TASK TO COMPLETE: How many lines in the entries below contain the string "rough"? Reply with the number only.

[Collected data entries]
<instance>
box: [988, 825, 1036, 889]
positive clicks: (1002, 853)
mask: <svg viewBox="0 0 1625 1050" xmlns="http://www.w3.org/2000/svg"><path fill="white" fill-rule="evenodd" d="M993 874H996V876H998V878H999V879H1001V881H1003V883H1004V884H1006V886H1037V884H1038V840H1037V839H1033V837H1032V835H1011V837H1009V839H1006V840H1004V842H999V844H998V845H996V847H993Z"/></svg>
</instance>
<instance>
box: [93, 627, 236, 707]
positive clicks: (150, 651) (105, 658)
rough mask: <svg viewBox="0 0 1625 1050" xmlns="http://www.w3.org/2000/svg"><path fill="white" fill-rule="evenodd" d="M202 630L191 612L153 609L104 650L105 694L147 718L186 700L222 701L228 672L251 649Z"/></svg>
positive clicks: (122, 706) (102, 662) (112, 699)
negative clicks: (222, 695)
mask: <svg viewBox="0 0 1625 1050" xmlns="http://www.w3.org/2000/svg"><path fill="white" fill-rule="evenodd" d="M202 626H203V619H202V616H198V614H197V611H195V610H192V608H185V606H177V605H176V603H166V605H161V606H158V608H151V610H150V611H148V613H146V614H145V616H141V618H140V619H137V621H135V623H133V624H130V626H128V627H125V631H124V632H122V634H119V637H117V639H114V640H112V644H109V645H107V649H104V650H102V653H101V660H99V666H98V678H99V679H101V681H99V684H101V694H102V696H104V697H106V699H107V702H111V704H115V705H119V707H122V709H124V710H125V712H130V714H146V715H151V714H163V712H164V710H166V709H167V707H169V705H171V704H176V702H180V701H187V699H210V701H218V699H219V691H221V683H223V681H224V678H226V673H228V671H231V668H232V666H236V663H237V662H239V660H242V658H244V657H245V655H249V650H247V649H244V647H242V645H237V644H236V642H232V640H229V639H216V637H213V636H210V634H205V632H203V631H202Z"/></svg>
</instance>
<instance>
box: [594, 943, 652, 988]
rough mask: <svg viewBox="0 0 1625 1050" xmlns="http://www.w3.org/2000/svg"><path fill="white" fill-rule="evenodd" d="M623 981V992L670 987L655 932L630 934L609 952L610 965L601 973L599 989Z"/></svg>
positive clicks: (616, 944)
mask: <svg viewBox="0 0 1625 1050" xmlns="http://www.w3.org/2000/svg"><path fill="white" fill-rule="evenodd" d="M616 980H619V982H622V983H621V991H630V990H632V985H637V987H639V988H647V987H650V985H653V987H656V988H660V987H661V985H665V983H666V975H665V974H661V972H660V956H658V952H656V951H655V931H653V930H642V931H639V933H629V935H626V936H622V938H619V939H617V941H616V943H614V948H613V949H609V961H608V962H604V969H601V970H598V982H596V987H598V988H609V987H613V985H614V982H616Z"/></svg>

--

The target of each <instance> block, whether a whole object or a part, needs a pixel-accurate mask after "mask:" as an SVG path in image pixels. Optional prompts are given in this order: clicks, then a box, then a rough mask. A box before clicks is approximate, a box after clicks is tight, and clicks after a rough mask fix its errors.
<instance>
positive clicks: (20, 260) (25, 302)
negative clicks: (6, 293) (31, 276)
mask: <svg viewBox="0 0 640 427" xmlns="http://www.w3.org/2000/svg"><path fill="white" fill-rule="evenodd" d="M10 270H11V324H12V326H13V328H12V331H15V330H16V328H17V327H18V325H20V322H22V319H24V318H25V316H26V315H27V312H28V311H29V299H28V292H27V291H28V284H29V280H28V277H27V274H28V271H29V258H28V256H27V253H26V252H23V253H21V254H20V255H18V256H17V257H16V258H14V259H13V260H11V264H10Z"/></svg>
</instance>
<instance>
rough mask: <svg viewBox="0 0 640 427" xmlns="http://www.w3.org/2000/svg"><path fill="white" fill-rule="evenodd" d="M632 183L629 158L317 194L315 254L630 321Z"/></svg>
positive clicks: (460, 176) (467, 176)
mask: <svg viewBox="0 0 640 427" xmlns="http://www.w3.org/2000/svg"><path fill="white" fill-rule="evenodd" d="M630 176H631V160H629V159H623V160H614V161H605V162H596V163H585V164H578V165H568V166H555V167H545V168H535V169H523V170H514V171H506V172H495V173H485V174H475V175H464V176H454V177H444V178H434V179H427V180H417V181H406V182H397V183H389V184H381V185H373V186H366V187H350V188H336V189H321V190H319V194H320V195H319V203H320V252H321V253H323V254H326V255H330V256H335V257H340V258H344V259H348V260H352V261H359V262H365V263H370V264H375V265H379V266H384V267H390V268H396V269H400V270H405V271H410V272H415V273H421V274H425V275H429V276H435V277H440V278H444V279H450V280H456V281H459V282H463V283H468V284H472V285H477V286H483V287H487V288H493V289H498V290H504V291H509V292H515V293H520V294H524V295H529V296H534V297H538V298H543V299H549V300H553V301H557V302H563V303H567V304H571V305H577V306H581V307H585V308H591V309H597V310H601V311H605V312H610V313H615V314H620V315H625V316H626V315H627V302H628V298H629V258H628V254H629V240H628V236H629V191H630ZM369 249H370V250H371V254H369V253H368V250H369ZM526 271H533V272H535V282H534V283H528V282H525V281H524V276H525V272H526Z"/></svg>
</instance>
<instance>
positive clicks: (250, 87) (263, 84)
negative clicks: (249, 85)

RESPONSE TO THIS EXERCISE: 4